━━━━━ Extracted text ━━━━━
Jade S. Mal was what you would call a rich second generation. She had more money than most the people in the world thanks to her parents. Jade was a bit different from most cocky rich second generations thanks to her parents making time for her. Jade grew up to be a perspective but an awkward kid with a questionable sense of humor sometimes and was pretty sarcastic when she wants to be. She was also lucky enough to be blessed with good genes from her parents who are pretty good-looking themselves. Jade is turning 15 this year and is starting her first year of high school in Scribble High School in a month.
Jade grew up to be a perspective but an awkward kid with a questionable sense of humor sometimes and was pretty sarcastic when she wants to be.
Rather than "perspective", the word you meant to use is "introspective" (they sound similar so it's easy to confuse them)
was pretty sarcastic when she wants to be. | The verb tense slipped here - should be consistently in past tense: "[Jade] was pretty sarcastic when she
wanted to be."
She was also lucky enough to be blessed with good genes from her parents who are pretty good-looking themselves.
Same here: "...her parents, who
were pretty good-looking themselves."
━━━━━ Dataset ━━━━━
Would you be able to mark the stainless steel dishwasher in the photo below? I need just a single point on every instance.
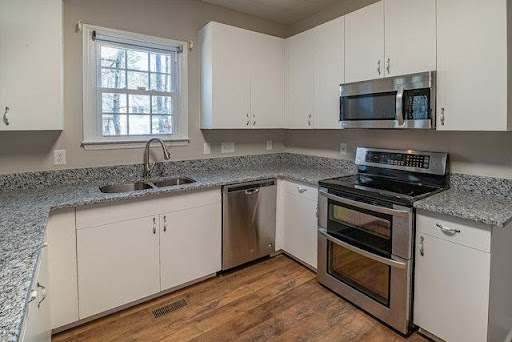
(248, 222)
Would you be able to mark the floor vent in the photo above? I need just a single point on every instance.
(171, 307)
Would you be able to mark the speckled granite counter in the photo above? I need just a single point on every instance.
(481, 199)
(27, 199)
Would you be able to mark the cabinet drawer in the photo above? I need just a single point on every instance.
(99, 214)
(470, 234)
(302, 190)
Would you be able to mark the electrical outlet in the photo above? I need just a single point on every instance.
(59, 157)
(343, 149)
(228, 147)
(207, 148)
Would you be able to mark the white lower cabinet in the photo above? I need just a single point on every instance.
(301, 222)
(452, 280)
(36, 323)
(118, 263)
(193, 236)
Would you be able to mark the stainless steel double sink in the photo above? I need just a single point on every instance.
(143, 185)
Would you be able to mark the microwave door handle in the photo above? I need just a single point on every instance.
(399, 106)
(362, 205)
(378, 258)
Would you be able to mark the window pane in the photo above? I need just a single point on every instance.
(112, 57)
(160, 63)
(113, 103)
(161, 82)
(137, 80)
(112, 78)
(162, 105)
(139, 104)
(162, 124)
(139, 124)
(137, 60)
(114, 124)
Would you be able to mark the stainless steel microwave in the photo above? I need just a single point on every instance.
(399, 102)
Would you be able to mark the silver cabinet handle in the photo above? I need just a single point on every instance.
(6, 118)
(33, 295)
(43, 291)
(301, 190)
(399, 105)
(450, 231)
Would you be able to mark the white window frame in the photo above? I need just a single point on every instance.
(92, 133)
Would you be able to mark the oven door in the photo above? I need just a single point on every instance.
(379, 285)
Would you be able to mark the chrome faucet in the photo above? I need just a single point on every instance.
(148, 168)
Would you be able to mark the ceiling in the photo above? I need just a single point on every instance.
(280, 11)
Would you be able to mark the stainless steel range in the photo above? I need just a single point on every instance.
(367, 228)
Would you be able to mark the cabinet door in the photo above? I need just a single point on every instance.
(118, 263)
(231, 77)
(471, 65)
(267, 81)
(300, 81)
(328, 71)
(300, 229)
(451, 295)
(364, 43)
(31, 64)
(37, 325)
(410, 36)
(190, 244)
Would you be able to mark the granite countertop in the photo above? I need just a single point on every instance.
(483, 208)
(24, 215)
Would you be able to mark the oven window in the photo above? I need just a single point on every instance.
(362, 228)
(360, 272)
(381, 106)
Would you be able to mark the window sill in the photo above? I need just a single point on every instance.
(129, 144)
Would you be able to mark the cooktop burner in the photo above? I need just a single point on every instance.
(397, 176)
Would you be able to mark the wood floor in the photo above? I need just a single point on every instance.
(274, 300)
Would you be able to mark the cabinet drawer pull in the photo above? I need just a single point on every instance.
(301, 190)
(450, 231)
(6, 118)
(43, 291)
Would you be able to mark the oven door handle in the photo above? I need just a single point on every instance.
(378, 258)
(383, 210)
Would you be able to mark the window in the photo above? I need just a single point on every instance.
(134, 88)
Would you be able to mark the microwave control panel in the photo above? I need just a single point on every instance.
(398, 159)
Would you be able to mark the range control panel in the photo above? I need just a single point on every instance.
(398, 159)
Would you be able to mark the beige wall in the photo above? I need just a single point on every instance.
(176, 19)
(471, 152)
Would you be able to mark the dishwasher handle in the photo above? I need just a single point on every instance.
(252, 191)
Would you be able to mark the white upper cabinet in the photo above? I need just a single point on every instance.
(299, 113)
(242, 78)
(31, 65)
(328, 72)
(267, 81)
(225, 77)
(364, 43)
(472, 65)
(410, 36)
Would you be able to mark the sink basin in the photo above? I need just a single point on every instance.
(127, 187)
(173, 181)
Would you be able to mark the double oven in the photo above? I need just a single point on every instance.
(366, 228)
(365, 254)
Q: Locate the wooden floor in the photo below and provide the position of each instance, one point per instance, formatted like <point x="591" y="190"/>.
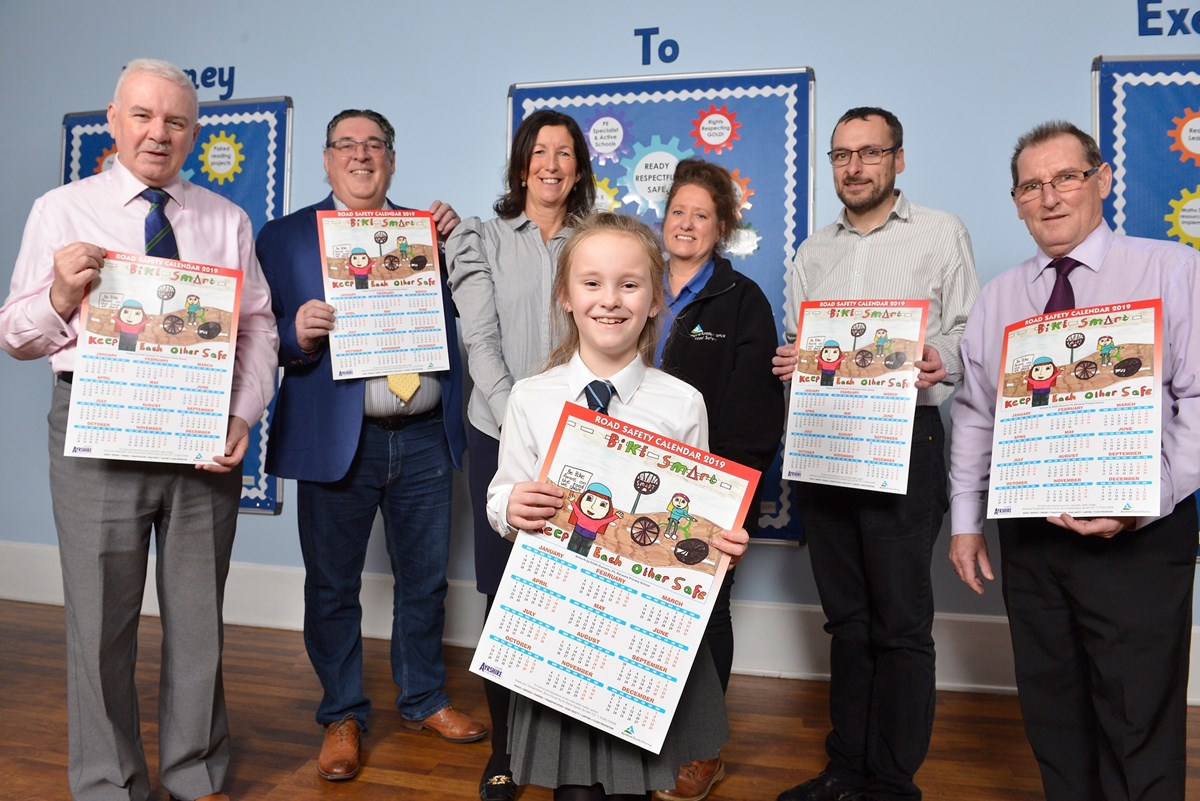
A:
<point x="978" y="750"/>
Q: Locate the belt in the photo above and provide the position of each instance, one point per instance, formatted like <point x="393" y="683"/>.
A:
<point x="401" y="421"/>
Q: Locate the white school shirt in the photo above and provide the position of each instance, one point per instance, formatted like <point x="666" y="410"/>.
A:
<point x="645" y="397"/>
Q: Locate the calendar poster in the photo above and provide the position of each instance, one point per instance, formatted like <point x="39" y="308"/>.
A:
<point x="855" y="393"/>
<point x="155" y="361"/>
<point x="599" y="615"/>
<point x="384" y="281"/>
<point x="1078" y="415"/>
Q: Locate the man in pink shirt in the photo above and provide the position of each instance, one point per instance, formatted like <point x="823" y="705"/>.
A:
<point x="106" y="510"/>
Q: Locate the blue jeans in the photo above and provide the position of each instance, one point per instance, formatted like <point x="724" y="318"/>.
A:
<point x="406" y="475"/>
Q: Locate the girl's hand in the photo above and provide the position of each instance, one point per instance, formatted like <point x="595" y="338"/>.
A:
<point x="732" y="543"/>
<point x="532" y="504"/>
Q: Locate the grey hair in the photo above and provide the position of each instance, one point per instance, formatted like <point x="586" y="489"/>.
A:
<point x="160" y="68"/>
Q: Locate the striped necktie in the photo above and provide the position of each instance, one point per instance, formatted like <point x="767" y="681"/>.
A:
<point x="599" y="393"/>
<point x="1062" y="296"/>
<point x="160" y="235"/>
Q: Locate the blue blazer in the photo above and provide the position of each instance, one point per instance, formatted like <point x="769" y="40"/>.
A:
<point x="315" y="433"/>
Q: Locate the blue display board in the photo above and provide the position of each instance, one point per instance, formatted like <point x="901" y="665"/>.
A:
<point x="1147" y="124"/>
<point x="244" y="154"/>
<point x="757" y="125"/>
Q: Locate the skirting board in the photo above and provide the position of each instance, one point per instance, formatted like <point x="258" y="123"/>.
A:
<point x="773" y="639"/>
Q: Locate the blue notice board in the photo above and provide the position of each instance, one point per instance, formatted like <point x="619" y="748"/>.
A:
<point x="244" y="152"/>
<point x="1147" y="124"/>
<point x="757" y="125"/>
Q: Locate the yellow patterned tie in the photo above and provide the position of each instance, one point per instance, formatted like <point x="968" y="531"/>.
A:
<point x="403" y="385"/>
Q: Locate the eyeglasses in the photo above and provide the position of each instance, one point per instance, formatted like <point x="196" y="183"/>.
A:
<point x="1065" y="184"/>
<point x="347" y="146"/>
<point x="865" y="155"/>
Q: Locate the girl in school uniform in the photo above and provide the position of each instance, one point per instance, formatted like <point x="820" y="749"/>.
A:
<point x="607" y="295"/>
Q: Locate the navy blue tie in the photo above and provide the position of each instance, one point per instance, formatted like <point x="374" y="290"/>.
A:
<point x="160" y="236"/>
<point x="599" y="393"/>
<point x="1062" y="296"/>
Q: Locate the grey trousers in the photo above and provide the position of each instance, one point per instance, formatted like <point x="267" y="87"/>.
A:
<point x="105" y="512"/>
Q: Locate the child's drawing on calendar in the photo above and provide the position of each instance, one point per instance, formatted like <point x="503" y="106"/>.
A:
<point x="154" y="306"/>
<point x="1078" y="414"/>
<point x="1041" y="379"/>
<point x="383" y="277"/>
<point x="853" y="392"/>
<point x="154" y="372"/>
<point x="634" y="501"/>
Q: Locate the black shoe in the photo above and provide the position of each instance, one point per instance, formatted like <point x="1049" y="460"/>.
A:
<point x="498" y="788"/>
<point x="822" y="787"/>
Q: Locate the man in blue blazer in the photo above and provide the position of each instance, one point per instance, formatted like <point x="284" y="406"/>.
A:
<point x="357" y="447"/>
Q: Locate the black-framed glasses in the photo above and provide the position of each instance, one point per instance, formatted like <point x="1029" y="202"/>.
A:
<point x="1065" y="184"/>
<point x="865" y="155"/>
<point x="347" y="146"/>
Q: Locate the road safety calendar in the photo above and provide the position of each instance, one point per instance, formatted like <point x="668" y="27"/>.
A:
<point x="154" y="362"/>
<point x="853" y="393"/>
<point x="1078" y="414"/>
<point x="383" y="278"/>
<point x="599" y="615"/>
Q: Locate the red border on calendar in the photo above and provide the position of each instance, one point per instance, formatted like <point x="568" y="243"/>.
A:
<point x="1078" y="414"/>
<point x="155" y="360"/>
<point x="853" y="392"/>
<point x="599" y="615"/>
<point x="383" y="278"/>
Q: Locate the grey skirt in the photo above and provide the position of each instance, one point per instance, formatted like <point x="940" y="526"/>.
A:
<point x="551" y="750"/>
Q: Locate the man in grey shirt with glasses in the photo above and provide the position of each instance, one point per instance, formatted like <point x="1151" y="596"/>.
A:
<point x="871" y="550"/>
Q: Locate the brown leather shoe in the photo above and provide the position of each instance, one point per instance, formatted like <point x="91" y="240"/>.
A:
<point x="340" y="751"/>
<point x="451" y="724"/>
<point x="695" y="781"/>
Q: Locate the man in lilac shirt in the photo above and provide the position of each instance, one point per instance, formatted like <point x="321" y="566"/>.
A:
<point x="1099" y="608"/>
<point x="105" y="510"/>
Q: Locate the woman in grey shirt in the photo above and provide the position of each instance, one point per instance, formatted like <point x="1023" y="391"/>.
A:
<point x="501" y="275"/>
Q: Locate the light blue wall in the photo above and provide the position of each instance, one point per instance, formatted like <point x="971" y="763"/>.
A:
<point x="966" y="79"/>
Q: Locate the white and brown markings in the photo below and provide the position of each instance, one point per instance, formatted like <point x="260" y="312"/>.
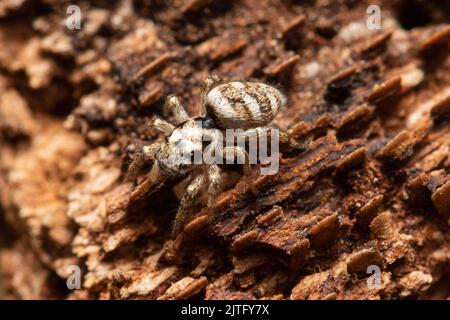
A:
<point x="224" y="105"/>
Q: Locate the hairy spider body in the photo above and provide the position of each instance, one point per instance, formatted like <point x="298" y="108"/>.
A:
<point x="225" y="105"/>
<point x="243" y="105"/>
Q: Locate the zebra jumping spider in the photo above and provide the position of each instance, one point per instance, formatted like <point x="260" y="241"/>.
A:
<point x="233" y="105"/>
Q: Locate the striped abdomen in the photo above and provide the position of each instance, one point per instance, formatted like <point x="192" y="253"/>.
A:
<point x="243" y="104"/>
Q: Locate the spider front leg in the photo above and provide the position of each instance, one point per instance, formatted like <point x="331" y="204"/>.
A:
<point x="154" y="181"/>
<point x="214" y="181"/>
<point x="264" y="132"/>
<point x="186" y="203"/>
<point x="162" y="126"/>
<point x="174" y="106"/>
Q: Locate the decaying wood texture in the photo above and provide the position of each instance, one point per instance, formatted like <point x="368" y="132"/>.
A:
<point x="371" y="188"/>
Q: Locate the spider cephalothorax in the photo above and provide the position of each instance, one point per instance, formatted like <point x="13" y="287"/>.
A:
<point x="225" y="105"/>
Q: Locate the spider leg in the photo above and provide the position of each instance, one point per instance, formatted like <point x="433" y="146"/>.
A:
<point x="214" y="181"/>
<point x="163" y="126"/>
<point x="186" y="202"/>
<point x="284" y="138"/>
<point x="210" y="82"/>
<point x="232" y="152"/>
<point x="174" y="106"/>
<point x="147" y="153"/>
<point x="154" y="181"/>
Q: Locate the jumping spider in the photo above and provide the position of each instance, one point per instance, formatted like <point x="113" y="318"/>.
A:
<point x="245" y="105"/>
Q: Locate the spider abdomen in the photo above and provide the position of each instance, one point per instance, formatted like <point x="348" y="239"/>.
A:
<point x="243" y="104"/>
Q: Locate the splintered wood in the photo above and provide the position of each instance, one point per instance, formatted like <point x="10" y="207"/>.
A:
<point x="369" y="191"/>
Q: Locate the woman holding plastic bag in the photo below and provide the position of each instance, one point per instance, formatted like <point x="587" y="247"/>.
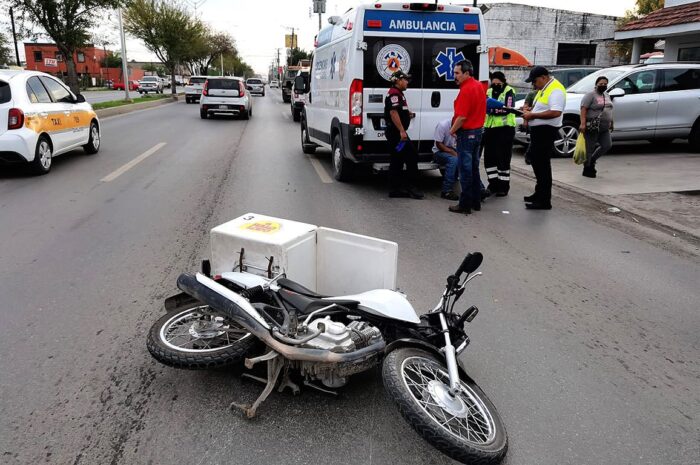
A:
<point x="596" y="124"/>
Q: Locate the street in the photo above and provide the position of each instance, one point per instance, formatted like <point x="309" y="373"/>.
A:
<point x="587" y="340"/>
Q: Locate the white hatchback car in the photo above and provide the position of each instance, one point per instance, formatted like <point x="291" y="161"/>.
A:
<point x="41" y="118"/>
<point x="227" y="96"/>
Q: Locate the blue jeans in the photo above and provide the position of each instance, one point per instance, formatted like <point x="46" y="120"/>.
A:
<point x="449" y="163"/>
<point x="469" y="149"/>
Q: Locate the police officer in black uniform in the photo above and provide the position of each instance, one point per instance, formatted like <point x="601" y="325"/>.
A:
<point x="402" y="150"/>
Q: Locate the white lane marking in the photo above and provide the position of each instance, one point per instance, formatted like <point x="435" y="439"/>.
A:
<point x="320" y="170"/>
<point x="127" y="166"/>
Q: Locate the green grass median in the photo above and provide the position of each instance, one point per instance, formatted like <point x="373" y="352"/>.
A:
<point x="121" y="102"/>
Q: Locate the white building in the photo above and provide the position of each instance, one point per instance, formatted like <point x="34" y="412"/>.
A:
<point x="678" y="22"/>
<point x="547" y="36"/>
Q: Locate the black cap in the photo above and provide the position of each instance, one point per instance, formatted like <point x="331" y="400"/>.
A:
<point x="536" y="72"/>
<point x="398" y="74"/>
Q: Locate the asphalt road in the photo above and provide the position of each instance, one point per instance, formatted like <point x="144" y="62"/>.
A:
<point x="587" y="340"/>
<point x="97" y="96"/>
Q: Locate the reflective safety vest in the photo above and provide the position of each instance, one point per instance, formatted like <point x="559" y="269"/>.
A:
<point x="497" y="121"/>
<point x="543" y="95"/>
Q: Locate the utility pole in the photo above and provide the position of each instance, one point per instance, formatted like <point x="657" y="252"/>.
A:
<point x="14" y="36"/>
<point x="125" y="69"/>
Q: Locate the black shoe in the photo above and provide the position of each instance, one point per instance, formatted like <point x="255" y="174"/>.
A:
<point x="538" y="206"/>
<point x="458" y="209"/>
<point x="399" y="194"/>
<point x="449" y="195"/>
<point x="589" y="172"/>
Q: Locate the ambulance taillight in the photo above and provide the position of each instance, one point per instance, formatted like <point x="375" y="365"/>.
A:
<point x="15" y="118"/>
<point x="356" y="102"/>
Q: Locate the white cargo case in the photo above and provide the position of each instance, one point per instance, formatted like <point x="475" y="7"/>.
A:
<point x="325" y="260"/>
━━━━━
_Instructions_:
**1)** Do the following statements agree with the story critique? Answer each with yes or no, and quote the deciding words of the critique. (a) Jade is starting her first year of high school at Scribble High School in a month. (b) The critique proposes "introspective" in place of "perspective". (c) Jade is turning 16 this year.
**2)** Repeat the part of the story critique from "Jade S. Mal" up to and including "in a month.".

_Answer list_:
**1)**
(a) Yes: "is starting her first year of high school in Scribble High School in a month."
(b) Yes: "Rather than "perspective", the word you meant to use is "introspective""
(c) No: "Jade is turning 15 this year"

**2)**
Jade S. Mal was what you would call a rich second generation. She had more money than most the people in the world thanks to her parents. Jade was a bit different from most cocky rich second generations thanks to her parents making time for her. Jade grew up to be a perspective but an awkward kid with a questionable sense of humor sometimes and was pretty sarcastic when she wants to be. She was also lucky enough to be blessed with good genes from her parents who are pretty good-looking themselves. Jade is turning 15 this year and is starting her first year of high school in Scribble High School in a month.